start

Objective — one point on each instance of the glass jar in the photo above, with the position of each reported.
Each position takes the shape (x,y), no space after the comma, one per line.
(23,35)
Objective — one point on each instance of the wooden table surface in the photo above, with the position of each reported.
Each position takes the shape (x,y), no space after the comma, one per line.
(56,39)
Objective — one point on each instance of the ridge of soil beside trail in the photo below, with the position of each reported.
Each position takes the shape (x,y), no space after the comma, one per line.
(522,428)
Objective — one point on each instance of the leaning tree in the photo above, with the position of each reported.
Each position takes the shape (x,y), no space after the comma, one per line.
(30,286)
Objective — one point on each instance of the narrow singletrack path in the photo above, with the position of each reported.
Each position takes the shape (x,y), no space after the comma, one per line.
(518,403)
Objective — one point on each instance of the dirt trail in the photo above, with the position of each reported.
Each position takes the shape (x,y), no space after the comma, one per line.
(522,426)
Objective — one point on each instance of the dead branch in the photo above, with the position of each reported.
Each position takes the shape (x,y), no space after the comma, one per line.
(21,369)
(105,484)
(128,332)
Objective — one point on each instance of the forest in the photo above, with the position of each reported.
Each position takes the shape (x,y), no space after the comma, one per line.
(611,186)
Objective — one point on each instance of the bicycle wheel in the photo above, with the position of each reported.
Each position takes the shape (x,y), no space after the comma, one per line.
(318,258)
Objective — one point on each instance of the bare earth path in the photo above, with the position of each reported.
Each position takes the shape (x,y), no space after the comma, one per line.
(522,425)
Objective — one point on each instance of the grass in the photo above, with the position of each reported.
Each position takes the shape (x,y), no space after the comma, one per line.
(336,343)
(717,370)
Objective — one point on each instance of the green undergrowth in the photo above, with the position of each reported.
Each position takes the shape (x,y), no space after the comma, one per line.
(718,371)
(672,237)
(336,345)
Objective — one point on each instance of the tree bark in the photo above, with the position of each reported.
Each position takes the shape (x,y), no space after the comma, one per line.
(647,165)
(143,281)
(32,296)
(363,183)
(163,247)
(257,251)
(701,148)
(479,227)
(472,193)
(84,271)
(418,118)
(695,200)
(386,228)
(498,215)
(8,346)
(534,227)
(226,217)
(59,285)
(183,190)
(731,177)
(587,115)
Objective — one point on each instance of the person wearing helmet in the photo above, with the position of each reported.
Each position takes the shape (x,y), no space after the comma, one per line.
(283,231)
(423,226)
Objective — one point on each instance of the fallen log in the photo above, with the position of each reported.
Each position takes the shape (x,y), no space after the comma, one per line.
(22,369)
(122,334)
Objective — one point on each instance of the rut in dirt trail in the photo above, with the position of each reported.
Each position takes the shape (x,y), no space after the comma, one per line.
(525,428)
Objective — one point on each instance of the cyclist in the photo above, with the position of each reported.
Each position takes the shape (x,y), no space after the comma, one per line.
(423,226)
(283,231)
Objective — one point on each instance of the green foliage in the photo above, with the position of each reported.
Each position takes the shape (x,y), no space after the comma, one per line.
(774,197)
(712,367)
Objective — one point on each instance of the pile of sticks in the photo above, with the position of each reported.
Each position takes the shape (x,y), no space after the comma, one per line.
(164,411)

end

THE PROBLEM — Rewrite all of the lines above, changing every "position" to "location" and keeping everything else the same.

ANSWER TO THIS EXERCISE —
Objective — one point on each instance of the glass jar in the photo above, with the location of each reported.
Each location takes the shape (x,y), no space after the comma, one per line.
(23,35)
Objective — one point on each instance of the wooden table surface in the photo above, with the location of each reported.
Each location takes the shape (x,y), no space after the comma, one per line.
(56,39)
Objective — one point on each instance of the ridge of soil beside trail in the photo below, with the location of each reported.
Each location takes the shape (x,y), no space after the comma, one per line.
(522,428)
Objective — one point on each instance of the leaning tree in the photo above, with the location of each reported.
Each location takes the shape (x,y), no space after the comma, one per line.
(30,286)
Objective — one point on each instance of the narrow singletrack path in the photo above, with the location of each reported.
Each location takes the shape (x,y), no space after the comma, one per line.
(518,403)
Objective — one point on each instance of the dirt trail in the photo above, with the location of each reported.
Each location takes the shape (x,y), no space after the comma, one per line.
(522,426)
Objective — one point on each instance of the dead branch in the photo above, with the location of each reported.
Each location takes the shape (x,y), no space after the comma, one per line.
(21,369)
(105,484)
(128,332)
Objective — one point on each instance of the forest in the photo above, with the location of each reported.
Each location takes the shape (x,y), no space after the comma, one per line.
(611,186)
Objective — one point on each instance of the bicycle wheel in the photo above, with the location of each reported.
Each location takes the shape (x,y), no space after the comma, one per line.
(318,258)
Objective — one point on each instance of the bare earth path in the photo above, with the location of each reported.
Each location takes the shape (x,y), no space after the comma, one per line.
(522,425)
Objective — one point on each instance of the grass in the photo above, with the location of each reported.
Each location takes the shape (x,y), no space after the comma, one per line.
(336,343)
(717,370)
Objective — one point on each instance of the green undergrowth in the photo above, with the location of each reported.
Each location takes the shape (x,y), no space after the comma, one per line.
(718,371)
(672,237)
(336,345)
Objective — one point on each instance of the tree bark in the photo above, with the location of each reported.
Each location takes the shape (x,y), no space after the comma, one per line.
(647,165)
(143,281)
(32,296)
(363,183)
(163,247)
(257,251)
(701,148)
(479,227)
(472,193)
(84,271)
(418,118)
(695,200)
(386,228)
(498,215)
(8,346)
(534,227)
(226,217)
(59,285)
(183,190)
(731,177)
(587,115)
Objective — one point on each instance of the person wearing helmet in the photo above, with the location of each reported.
Each location takes the shape (x,y), no space after the comma, one per line.
(283,231)
(423,226)
Objective — one point on each instance of the fallen log in the photo above, with the location of each reported.
Each location takes the shape (x,y), no space after the comma, one per line.
(22,369)
(122,334)
Objective — one point on each instance of the rut in dirt trail in the photo above, with the location of each reported.
Each location takes the shape (x,y), no space after the comma, one per line.
(525,428)
Objective — one point on each instance of the cyclist in the photo above, with the location of each reported.
Each location takes the shape (x,y), no space after the comma, one per line.
(423,226)
(283,231)
Objective — one point on each instance of the green foliage in the photo above, with the location of each reported.
Each location takes the shape (x,y), no space after the comma, one per line.
(774,197)
(712,367)
Objective — one point on each instance of the pile of sticks in the photo above, with the location of each reported.
Each location takes the shape (x,y), no space after the comma, one per line.
(164,411)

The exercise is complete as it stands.